▶ [GIVEN PASSAGE]
____________________
DESCRIPTION

The DS1267 Dual Digital Potentiometer integrates two solid-state potentiometers that are digitally controlled. Each potentiometer contains 256 resistive segments. The wiper can access tap points positioned between each segment and both ends of the resistor chain. The exact wiper location is determined by an 8-bit control value, which selects the tap point connected to the wiper output.

DS1267 Dual Digital Potentiometer

Control and communication with the chip are managed through a 3-wire serial interface, which allows both reading and adjusting the wiper position.

The two potentiometers can be linked in series (stacked) to achieve a higher overall resistance while maintaining the same resolution. For systems with multiple devices and a single processor, the DS1267 supports cascading or daisy-chaining, enabling control of multiple units through a single 3-wire bus.

The DS1267 is available in three resistance options: 10 kΩ, 50 kΩ, and 100 kΩ. Package choices include 14-pin DIP, 16-pin SOIC, and 20-pin TSSOP.

FEATURES

• Extremely low power usage with a quiet, pump-free design
• Dual digitally controlled potentiometers, each with 256 steps
• Serial interface allows both potentiometers to be set and read
• Potentiometers can be connected in series for higher overall resistance
• Available in 14-pin DIP, 16-pin SOIC, and 20-pin TSSOP packages
• Temperature-compensated resistive elements with ±0.3 LSB relative linearity
• Standard resistance options: DS1267-10: 10 kΩ DS1267-50: 50 kΩ DS1267-100: 100 kΩ
• Wide operating temperature range: –40°C to +85°C (industrial grade)

PIN DESCRIPTIONS

• L0, L1 – Low terminals of the resistors
• H0, H1 – High terminals of the resistors
• W0, W1 – Wiper terminals of the resistors
• VB – Substrate bias voltage
• SOUT – Output for stacked configuration
• RST – Reset input for the serial port
• DQ – Data input for the serial port
• CLK – Clock input for the serial port
• COUT – Cascade output port
• VCC – +5V power supply
• GND – Ground reference
• NC – No internal connection

PIN ASSIGNMENT

16-Pin SOIC (300-mil)

14-Pin DIP (300-mil)

20-Pin TSSOP (173-mil)

OPERATION

The DS1267 includes two 256-step potentiometers, with each wiper position defined by an 8-bit value. These two values, along with the stack select bit, are stored in a 17-bit I/O shift register when the device is powered on. A block diagram of the DS1267 is shown in Figure 1.
____________________
▶ [RAW RECORDS]
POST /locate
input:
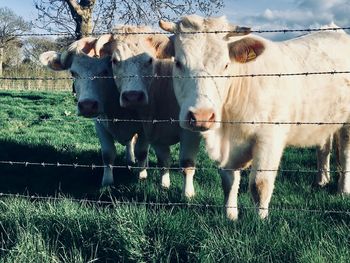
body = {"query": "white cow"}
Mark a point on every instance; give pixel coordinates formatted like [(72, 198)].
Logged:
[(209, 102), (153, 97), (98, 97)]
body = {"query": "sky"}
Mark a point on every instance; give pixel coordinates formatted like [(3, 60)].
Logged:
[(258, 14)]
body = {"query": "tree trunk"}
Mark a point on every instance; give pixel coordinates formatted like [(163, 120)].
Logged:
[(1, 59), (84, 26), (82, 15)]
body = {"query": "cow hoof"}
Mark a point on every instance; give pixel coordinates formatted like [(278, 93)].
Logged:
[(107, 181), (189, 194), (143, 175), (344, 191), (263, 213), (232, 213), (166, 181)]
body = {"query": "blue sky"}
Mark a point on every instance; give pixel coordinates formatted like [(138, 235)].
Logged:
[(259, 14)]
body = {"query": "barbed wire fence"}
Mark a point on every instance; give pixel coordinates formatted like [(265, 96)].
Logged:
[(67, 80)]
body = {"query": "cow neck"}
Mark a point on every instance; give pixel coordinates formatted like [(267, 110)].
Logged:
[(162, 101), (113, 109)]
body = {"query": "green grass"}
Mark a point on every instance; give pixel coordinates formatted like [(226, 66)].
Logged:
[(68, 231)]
____________________
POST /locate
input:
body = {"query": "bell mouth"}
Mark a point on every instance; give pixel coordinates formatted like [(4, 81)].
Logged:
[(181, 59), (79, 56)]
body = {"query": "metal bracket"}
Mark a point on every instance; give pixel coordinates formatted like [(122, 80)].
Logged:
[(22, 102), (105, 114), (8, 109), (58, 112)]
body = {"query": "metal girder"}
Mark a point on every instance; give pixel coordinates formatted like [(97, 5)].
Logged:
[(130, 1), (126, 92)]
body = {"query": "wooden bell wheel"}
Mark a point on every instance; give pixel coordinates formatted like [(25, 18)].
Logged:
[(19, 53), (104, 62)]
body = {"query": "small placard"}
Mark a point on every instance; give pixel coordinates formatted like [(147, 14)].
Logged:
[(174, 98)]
____________________
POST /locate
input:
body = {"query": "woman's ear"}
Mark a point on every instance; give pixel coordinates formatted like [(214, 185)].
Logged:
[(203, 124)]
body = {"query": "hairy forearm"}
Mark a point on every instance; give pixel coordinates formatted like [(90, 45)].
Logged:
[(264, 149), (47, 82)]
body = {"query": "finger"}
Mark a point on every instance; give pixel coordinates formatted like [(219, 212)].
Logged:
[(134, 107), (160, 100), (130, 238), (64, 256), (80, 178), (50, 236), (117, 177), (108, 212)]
____________________
▶ [EXERCISE REQUIREMENTS]
(1) Reproduce the stretch of the DS1267 datasheet from "The two potentiometers" through "single 3-wire bus.".
(2) Answer these questions from the DS1267 datasheet:
(a) How many resistive segments does each potentiometer contain?
(b) What power supply does the VCC pin take?
(c) What is the operating temperature range?
(3) List every package option the DS1267 datasheet names for the chip.
The lines come from a different source than the DS1267 datasheet.

▶ [ANSWERS TO THE PROBLEMS]
(1)
The two potentiometers can be linked in series (stacked) to achieve a higher overall resistance while maintaining the same resolution. For systems with multiple devices and a single processor, the DS1267 supports cascading or daisy-chaining, enabling control of multiple units through a single 3-wire bus.

(2)
(a) 256
(b) +5V
(c) –40°C to +85°C

(3) 14-pin DIP, 16-pin SOIC, 20-pin TSSOP